* **TASKS**:
a: In the retirement-planning text, why did the friend who had hoped to retire at 55 decide to keep working? Answer in one to three sentences.
b: Output the retirement-planning text word for word, from "If they remain" up to and including "to last longer.".

* **PASSAGE PROVIDED**:
## start

Bob and Mary have been planning their retirement for decades.
It started with small deposits when they were a young couple. Those deposits eventually increased as they made more money and their family grew. With an inheritance and a couple of pensions also put towards their retirement, the couple expect that they are in a good situation. In about five years, they plan to retire, with Mary leaving set to end her teaching career and Bob leaving with a full pension at a local oilfield company. For the most part, they are happy with their current situation.
But after speaking with family friends who retired three years ago, they realized there may be some factors they hadn’t considered.
The average Canadian is expected to live longer than ever before. At age 65, the average is now 86.6 years for females and 83.5 for males, according to Statistics Canada. That means the average Canadian who retires at 65 years old is looking at 20.2 years of retirement. Another friend they had spoken to had hoped to retire at 55, but when he factored in the need for expenses for another 30 years, he decided to work and save for another five years.
If they remain in good health, Bob and Mary hope to spend their retirement years travelling to warmer destinations in the winter and spending time at the lake with family in the summer. It’s not lavish by any stretch, but it’s something they want to make sure they have a plan in place for.
They aren’t alone. A recent study showed that 59 per cent of retirees are worried about making their retirement savings last through their retirement years. Yet, it does change the way couples like Bob and Mary have to approach their retirement planning. After all, the added years means the money has to last longer.
The good news is there are some options. And after discussing with a financial planner, Bob and Mary now have some choices to consider.
Old Age Security (OAS) eligibility has been a hot political topic lately, with the federal government announcing they would keep it at age 65, rather than proceeding with the previously announced gradual increase to 67.
That doesn’t mean you need to start taking payments right way. In fact, deferring for five years could increase your payments by 36 per cent. Each year you hold off, your payments will go up by seven per cent annually.

## end

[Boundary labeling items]
## start

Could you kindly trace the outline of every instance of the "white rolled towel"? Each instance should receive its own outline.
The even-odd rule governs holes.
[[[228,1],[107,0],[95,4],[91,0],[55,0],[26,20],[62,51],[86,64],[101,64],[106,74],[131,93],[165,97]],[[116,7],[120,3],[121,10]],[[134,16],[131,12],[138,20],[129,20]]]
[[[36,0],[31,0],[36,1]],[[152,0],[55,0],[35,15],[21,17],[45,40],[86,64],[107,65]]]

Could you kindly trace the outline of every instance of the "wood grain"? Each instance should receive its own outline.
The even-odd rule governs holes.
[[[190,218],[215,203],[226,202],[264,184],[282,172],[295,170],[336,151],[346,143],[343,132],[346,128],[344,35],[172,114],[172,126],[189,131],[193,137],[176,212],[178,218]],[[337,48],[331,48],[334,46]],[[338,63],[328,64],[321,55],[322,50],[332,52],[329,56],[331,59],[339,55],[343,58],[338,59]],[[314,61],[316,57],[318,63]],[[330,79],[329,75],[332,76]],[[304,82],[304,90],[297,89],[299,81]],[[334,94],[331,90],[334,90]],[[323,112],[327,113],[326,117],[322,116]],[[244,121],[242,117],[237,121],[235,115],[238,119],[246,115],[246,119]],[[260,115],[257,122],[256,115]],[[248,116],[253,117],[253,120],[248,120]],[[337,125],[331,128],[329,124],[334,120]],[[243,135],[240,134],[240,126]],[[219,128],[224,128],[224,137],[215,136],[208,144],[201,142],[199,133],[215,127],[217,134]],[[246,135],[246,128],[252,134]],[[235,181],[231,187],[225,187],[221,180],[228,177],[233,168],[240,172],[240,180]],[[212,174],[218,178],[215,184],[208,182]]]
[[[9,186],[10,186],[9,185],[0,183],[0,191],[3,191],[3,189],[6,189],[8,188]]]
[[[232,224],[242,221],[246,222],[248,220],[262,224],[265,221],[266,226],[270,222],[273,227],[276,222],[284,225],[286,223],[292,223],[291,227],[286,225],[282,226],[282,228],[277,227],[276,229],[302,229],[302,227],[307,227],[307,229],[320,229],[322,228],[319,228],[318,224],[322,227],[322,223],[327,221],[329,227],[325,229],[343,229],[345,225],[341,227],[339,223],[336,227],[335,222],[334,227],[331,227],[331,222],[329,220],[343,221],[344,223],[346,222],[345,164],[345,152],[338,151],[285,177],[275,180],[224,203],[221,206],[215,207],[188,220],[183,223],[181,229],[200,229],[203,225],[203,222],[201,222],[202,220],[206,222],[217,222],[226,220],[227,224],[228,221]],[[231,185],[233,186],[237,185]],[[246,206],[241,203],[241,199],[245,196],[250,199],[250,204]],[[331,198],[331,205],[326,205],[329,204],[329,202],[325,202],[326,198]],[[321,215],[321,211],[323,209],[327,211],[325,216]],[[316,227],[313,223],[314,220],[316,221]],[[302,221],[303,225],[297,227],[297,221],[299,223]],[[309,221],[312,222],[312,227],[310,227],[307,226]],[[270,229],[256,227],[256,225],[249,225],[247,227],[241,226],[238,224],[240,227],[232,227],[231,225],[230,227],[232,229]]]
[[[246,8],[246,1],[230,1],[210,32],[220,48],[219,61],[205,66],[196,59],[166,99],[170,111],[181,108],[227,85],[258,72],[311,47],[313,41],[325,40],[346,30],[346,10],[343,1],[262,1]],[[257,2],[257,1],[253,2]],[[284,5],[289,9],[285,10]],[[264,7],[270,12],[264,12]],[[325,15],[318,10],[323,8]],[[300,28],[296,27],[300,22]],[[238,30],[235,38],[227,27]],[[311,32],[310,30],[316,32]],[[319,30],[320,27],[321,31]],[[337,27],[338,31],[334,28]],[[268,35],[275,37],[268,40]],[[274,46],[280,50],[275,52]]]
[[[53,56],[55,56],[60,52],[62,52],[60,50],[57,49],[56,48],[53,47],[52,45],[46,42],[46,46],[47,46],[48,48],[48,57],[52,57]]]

## end

* **RESPONSE LIST**:
a: When he factored in the need to cover expenses for another 30 years, he decided to work and save for another five years instead of retiring at 55.

b:
If they remain in good health, Bob and Mary hope to spend their retirement years travelling to warmer destinations in the winter and spending time at the lake with family in the summer. It’s not lavish by any stretch, but it’s something they want to make sure they have a plan in place for.
They aren’t alone. A recent study showed that 59 per cent of retirees are worried about making their retirement savings last through their retirement years. Yet, it does change the way couples like Bob and Mary have to approach their retirement planning. After all, the added years means the money has to last longer.